С одной стороны, у такого рода поэзии есть определенные заслуги. Именно филологическая, «культурная» поэзия в советские годы противостояла потокам публикуемой графомании и назойливой гражданской лирики. И понять вне этого «сопротивленческого» контекста почему, скажем, были так популярны у интеллигенции Самойлов или Ахмадулина, просто невозможно.
Да и сегодня такая поэзия где-то продолжает выполнять аналогичную культурную функцию – теперь уже в отношении наплыва молодежной графомании, которая, в отличие от официозно-советской, отрицавшей «прежнюю» культуру, умудряется культуру просто не замечать.
Кроме того, текст-отражение остается единственной школой для поэта. Я бы мог назвать оптимальным его становление, когда он начинает со стихов четвертого уровня – первых, еще вынужденно графоманских опытов, затем, учась, проходит через третий, «филологический», и доходит до второго уровня, отбрасывая «филологию» и стремясь к первому. И при наличии яркого дарования – занимая его.

Сохранённые записи
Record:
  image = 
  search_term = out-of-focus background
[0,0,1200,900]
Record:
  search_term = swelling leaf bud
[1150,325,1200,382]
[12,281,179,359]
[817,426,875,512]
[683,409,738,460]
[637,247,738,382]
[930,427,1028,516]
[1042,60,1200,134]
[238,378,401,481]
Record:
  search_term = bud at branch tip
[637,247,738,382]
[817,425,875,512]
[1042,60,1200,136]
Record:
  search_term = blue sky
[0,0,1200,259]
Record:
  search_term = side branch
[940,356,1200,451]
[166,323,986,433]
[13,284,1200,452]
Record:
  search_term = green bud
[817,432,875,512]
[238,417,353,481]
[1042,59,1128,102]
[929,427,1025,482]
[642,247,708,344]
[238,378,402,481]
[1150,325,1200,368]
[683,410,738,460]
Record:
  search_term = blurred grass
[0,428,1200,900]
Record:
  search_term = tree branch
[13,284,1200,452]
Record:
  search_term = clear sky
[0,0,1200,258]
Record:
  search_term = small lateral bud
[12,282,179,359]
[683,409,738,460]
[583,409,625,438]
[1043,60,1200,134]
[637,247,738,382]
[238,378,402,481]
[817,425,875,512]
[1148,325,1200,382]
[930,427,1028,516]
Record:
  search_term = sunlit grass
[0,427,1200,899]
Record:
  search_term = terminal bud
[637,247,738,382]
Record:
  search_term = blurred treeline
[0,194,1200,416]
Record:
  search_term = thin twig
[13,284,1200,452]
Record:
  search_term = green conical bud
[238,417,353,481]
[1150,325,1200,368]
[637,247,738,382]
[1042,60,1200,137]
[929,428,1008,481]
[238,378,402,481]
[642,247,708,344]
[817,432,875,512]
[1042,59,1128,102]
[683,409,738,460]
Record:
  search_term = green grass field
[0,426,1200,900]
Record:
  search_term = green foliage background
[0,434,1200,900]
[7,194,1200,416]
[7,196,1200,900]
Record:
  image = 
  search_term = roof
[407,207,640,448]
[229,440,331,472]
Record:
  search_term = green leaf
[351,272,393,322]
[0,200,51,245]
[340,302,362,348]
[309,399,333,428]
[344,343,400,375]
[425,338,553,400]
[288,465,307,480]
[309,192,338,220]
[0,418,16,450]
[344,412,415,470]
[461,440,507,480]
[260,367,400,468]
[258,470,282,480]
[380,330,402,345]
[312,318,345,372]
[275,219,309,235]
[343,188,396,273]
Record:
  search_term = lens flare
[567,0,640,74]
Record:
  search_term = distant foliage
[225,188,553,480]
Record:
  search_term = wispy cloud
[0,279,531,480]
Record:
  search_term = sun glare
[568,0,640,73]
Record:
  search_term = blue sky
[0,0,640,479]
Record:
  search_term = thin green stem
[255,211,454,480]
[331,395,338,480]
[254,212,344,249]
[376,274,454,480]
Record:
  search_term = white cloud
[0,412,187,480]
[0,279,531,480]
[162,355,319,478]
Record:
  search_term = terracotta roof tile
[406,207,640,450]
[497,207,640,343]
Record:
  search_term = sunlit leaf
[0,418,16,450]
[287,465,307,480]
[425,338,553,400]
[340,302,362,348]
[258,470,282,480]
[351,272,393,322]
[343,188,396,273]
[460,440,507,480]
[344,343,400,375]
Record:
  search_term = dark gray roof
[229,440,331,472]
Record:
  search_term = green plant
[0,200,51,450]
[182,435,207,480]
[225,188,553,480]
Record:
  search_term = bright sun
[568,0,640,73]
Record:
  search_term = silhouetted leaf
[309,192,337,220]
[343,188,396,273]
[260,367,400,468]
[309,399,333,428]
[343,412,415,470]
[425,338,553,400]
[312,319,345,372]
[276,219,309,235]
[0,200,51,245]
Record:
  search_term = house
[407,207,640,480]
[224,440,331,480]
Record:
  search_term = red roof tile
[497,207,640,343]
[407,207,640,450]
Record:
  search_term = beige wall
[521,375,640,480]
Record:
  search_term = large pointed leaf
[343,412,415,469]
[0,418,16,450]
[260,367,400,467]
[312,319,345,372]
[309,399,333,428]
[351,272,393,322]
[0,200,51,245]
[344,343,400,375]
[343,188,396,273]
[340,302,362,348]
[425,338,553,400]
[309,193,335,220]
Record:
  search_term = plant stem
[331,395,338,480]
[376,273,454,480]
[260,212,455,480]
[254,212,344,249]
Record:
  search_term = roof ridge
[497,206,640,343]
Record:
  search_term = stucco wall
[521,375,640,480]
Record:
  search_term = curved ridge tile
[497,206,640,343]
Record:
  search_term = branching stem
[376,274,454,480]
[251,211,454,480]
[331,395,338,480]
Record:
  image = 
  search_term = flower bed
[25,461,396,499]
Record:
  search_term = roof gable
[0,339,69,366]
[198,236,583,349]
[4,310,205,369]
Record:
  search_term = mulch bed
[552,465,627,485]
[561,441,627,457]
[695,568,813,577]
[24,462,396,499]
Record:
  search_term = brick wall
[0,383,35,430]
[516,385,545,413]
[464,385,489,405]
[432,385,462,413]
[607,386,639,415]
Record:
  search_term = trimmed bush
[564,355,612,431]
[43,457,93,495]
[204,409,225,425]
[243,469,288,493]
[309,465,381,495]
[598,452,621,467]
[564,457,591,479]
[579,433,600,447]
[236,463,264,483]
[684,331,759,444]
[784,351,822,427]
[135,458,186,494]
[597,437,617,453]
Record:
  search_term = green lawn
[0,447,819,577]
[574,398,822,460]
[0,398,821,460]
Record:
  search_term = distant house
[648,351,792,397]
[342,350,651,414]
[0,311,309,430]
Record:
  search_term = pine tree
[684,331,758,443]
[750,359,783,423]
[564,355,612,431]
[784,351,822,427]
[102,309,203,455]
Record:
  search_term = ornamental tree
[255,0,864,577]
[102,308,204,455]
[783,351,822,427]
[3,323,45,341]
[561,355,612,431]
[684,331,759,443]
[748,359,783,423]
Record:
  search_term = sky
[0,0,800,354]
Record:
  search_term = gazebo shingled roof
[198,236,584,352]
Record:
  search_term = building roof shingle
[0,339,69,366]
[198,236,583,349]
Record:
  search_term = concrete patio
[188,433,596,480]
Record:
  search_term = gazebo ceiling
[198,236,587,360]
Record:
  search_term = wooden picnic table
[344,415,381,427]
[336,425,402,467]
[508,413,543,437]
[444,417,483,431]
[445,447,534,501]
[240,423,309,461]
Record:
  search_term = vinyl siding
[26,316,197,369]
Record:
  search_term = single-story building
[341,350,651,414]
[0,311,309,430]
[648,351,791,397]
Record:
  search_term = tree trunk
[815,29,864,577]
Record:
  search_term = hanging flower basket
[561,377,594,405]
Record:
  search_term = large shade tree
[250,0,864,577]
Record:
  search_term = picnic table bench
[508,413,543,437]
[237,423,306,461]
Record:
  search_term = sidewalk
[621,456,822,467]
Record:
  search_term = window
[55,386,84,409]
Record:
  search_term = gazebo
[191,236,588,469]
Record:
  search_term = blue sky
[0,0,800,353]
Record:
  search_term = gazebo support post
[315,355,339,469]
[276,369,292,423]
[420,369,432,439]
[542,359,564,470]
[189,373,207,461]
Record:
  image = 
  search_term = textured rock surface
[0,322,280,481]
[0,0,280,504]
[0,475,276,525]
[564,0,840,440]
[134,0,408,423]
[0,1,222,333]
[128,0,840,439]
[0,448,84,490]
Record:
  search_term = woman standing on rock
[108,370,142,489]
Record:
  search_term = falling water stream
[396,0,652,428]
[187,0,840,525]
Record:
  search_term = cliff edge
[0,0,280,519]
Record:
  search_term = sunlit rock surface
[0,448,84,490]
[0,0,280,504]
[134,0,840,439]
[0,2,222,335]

### Условия упражнения
1 - Перепишите фрагмент текста о поэзии, начиная со слов «Кроме того, текст-отражение» и заканчивая словами «дарования – занимая его.». Замените в нём «школой» на «мастерской».
2 - Чему, согласно тексту о поэзии, противостояла филологическая, «культурная» поэзия в советские годы?
3 - Продолжите текст о поэзии, начав сразу после его последнего предложения.

### Решённые задачи
1 -
Кроме того, текст-отражение остается единственной мастерской для поэта. Я бы мог назвать оптимальным его становление, когда он начинает со стихов четвертого уровня – первых, еще вынужденно графоманских опытов, затем, учась, проходит через третий, «филологический», и доходит до второго уровня, отбрасывая «филологию» и стремясь к первому. И при наличии яркого дарования – занимая его.

2 - Потокам публикуемой графомании и назойливой гражданской лирике.

3 -
В отличие от графоманской поэзии, эксплуатирующей апробированные «классические» и/или масс-медийные образцы, филологическая поэзия может ориентироваться на самые разные литературные традиции. Это может быть Ахматова, а может – Хлебников; может Бродский, а может – Холин или Сапгир. Ахматова или Бродский более освоены и их влияния опознаются легче. Но печать вторичности могут демонстрировать и тексты как бы экспериментальные и нетрадиционные.
Как, например, стихотворение Андрея Щербака-Жукова «Сторожа миражей» («Дети Ра», 2010, № 1):
Сторожа миражей, сторожа миражей,
Неужели же вас не ужалить уже
Скрежетаньем скрижали на жале ужей?
Сторожа миражей, сторожа миражей…
Обожжет жуть и ужас —
Все сжалось в душе;
Вижу желтые лужи
На жесткой меже
И жестяных жуков на железном ноже…
Ужасаясь, ужу миражи сторожей.
«Первоисточник» этой жужжащей глоссолалии не столь известен – я имею в виду стихотворение близкого имажинистам Александра Кусикова «Жук»: «Уж полночь… / Жуть… / Над желтым жгучим абажуром / Жужжит кружит окружно жук. / Лежу – / В оранже пряжу вижу / Ажурных крыл. / Жужжит, / Кружит жемчужный круг, / И в жиже слов я жутко слышу…» И так далее. Разве что в 1919-м жужжалось посвежее.
Я допускаю, что Щербак-Жуков мог и не знать «Жука» (простите за невольный каламбур). Но то, что «игра в звук», изощрение в звукописи – этап, пройденный русской поэзией уже почти столетие назад, не знать не мог.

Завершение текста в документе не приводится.